* **Goal of the exercise**: Nothing but the lines from the one containing "Please locate the player's arm" through the final line of the data should be repeated, and each must be exact.

[Stored data]
────────────────────────────────────────

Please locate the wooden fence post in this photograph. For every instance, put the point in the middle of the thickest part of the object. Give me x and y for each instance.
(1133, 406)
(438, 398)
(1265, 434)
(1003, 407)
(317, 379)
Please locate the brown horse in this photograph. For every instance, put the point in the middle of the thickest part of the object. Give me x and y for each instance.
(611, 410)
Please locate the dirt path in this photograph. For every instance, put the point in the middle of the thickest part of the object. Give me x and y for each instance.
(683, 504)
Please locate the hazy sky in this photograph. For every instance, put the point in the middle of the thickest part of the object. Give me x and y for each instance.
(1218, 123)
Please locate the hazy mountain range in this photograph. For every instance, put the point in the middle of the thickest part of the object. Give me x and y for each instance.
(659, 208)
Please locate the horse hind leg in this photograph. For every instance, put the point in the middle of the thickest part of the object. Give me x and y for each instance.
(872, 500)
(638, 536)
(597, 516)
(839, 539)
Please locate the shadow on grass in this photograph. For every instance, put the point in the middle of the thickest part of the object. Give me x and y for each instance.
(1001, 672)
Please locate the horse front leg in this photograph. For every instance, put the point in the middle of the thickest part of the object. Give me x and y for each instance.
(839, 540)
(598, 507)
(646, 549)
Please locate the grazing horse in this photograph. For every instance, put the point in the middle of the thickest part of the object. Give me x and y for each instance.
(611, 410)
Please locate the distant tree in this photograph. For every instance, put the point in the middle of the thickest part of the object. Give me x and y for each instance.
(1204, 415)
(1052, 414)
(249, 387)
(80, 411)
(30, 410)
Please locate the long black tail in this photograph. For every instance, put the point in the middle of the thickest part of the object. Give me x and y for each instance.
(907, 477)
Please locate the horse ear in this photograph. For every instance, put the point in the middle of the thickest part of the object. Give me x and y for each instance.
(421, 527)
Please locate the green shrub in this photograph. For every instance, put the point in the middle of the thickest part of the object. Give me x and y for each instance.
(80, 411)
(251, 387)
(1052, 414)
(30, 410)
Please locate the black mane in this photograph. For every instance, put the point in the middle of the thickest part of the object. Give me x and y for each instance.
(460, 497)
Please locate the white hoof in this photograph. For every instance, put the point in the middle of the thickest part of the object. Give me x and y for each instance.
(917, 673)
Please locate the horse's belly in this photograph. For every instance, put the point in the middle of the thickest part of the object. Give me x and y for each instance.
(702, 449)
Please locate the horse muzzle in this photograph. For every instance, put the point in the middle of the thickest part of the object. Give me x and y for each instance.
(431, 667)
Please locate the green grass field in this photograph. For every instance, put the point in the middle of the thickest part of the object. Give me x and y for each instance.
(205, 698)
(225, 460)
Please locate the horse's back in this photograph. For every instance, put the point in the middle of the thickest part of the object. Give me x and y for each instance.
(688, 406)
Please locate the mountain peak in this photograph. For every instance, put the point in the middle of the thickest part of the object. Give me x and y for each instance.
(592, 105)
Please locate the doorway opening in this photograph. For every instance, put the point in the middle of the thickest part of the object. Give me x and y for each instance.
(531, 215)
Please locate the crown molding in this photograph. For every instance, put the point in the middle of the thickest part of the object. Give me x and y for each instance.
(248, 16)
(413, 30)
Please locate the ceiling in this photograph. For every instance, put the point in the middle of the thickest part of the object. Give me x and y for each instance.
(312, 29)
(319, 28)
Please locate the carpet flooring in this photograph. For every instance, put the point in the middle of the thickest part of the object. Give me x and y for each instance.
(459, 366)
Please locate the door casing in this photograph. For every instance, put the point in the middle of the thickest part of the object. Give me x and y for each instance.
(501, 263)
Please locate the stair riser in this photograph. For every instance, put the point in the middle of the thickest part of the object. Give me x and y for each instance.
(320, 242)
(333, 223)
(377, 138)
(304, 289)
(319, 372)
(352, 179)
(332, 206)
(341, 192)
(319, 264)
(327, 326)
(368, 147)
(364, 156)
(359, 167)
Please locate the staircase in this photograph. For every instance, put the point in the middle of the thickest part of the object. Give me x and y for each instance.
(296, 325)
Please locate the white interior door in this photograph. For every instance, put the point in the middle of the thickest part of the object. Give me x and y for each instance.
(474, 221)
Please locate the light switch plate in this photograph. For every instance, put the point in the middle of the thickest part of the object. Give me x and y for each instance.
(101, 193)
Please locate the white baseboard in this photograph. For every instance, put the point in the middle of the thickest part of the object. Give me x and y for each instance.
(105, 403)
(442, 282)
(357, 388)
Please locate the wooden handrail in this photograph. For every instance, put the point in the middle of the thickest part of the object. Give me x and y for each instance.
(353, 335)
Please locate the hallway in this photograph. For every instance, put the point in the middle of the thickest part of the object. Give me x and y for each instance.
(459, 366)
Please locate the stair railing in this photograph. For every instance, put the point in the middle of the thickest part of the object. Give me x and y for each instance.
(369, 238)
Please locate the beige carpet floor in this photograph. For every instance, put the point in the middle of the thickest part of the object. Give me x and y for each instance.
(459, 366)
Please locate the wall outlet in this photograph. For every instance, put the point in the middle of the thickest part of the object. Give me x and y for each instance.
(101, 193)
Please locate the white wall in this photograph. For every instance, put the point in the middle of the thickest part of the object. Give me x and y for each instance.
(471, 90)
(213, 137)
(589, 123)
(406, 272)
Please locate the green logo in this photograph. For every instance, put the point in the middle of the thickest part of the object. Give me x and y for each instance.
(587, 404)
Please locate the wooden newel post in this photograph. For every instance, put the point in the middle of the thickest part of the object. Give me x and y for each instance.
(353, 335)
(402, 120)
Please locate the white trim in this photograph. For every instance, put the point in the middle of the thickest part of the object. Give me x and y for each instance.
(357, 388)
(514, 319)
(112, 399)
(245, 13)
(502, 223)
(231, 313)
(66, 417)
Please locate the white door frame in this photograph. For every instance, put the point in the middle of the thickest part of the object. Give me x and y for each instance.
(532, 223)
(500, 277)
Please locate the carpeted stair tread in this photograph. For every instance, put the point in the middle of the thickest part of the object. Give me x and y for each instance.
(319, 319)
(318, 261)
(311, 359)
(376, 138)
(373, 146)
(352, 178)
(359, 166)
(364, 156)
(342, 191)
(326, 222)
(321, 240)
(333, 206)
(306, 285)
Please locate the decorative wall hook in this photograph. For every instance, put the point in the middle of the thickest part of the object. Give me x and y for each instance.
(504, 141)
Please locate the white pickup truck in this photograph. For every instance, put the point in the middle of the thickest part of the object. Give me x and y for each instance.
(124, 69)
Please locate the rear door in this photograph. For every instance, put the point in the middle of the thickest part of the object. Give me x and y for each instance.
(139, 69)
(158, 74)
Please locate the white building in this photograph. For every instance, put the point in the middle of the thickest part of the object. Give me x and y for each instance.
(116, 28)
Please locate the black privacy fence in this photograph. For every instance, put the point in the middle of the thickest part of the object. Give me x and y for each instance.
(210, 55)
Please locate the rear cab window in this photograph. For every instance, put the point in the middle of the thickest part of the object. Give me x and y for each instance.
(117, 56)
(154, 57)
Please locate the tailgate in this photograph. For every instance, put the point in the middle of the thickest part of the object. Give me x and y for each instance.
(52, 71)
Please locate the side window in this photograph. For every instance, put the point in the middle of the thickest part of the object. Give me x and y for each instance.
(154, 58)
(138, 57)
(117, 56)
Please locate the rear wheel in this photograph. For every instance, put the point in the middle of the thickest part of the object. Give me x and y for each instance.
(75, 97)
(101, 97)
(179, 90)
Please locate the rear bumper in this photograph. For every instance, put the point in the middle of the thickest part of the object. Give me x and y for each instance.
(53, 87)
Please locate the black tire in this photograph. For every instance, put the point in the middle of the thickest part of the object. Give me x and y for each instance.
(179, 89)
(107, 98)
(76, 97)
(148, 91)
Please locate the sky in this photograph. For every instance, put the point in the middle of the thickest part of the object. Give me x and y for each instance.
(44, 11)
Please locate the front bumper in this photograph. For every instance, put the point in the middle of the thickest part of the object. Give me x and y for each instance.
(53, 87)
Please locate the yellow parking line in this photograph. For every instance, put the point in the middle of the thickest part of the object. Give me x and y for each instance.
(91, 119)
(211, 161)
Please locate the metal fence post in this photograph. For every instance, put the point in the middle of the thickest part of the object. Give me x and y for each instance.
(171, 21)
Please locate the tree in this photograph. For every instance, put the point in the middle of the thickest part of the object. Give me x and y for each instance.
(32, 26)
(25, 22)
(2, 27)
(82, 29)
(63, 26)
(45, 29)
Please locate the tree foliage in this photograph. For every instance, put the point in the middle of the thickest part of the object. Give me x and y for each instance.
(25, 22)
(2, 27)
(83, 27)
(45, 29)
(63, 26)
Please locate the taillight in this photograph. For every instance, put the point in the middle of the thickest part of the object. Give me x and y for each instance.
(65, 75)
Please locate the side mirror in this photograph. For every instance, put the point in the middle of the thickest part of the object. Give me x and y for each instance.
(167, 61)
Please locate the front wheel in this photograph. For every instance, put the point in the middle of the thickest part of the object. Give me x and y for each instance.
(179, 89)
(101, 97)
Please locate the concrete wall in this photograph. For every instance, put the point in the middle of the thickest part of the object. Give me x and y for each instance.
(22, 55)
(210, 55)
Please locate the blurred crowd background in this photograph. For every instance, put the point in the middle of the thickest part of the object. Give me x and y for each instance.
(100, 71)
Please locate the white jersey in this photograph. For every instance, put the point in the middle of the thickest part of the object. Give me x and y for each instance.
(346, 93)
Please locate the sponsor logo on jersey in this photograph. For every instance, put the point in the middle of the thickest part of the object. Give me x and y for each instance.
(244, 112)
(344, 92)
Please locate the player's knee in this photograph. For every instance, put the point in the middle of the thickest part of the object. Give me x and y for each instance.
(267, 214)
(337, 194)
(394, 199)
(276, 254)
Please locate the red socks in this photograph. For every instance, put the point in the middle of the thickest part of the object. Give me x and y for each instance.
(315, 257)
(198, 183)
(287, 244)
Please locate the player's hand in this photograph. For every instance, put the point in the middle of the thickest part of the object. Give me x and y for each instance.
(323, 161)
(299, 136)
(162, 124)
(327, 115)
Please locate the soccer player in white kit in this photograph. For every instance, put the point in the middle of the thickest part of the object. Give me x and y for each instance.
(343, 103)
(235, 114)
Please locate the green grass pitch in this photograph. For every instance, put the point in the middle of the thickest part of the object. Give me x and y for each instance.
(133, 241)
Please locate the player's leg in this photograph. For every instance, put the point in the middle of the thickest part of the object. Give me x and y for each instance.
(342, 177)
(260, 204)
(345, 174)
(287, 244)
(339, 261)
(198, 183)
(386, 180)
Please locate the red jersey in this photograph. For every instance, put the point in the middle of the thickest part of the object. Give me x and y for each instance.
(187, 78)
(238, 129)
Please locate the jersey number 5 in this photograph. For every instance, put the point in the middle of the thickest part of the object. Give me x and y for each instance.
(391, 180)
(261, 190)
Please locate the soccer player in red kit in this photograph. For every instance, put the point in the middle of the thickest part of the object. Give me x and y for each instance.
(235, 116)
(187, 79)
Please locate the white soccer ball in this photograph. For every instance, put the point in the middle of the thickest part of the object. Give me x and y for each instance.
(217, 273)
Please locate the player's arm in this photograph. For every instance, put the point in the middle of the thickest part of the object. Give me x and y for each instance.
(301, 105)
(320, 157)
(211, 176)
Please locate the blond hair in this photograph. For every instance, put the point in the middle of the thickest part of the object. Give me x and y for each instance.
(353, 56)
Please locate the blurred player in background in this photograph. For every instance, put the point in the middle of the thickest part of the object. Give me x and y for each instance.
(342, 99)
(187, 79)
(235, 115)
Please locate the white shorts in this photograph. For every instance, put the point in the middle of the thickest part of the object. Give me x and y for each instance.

────────────────────────────────────────

* **Exercise response**:
Please locate the player's arm in this photograph. For every instance, put the point in the middle of the thickest part of the object. Give me x and y for each instance.
(301, 105)
(320, 157)
(211, 176)
Please locate the blond hair in this photograph. For every instance, put the point in the middle of the thickest part of the object. Give me x and y for each instance.
(353, 56)
Please locate the blurred player in background in this photograph. For every instance, put the point in the middle of the thickest part of the object. Give me x and y for each instance.
(342, 99)
(187, 79)
(235, 115)
Please locate the white shorts in this photograph. For every instance, put the point in the middle of the thickest part of the object. Give me x and y for each instance.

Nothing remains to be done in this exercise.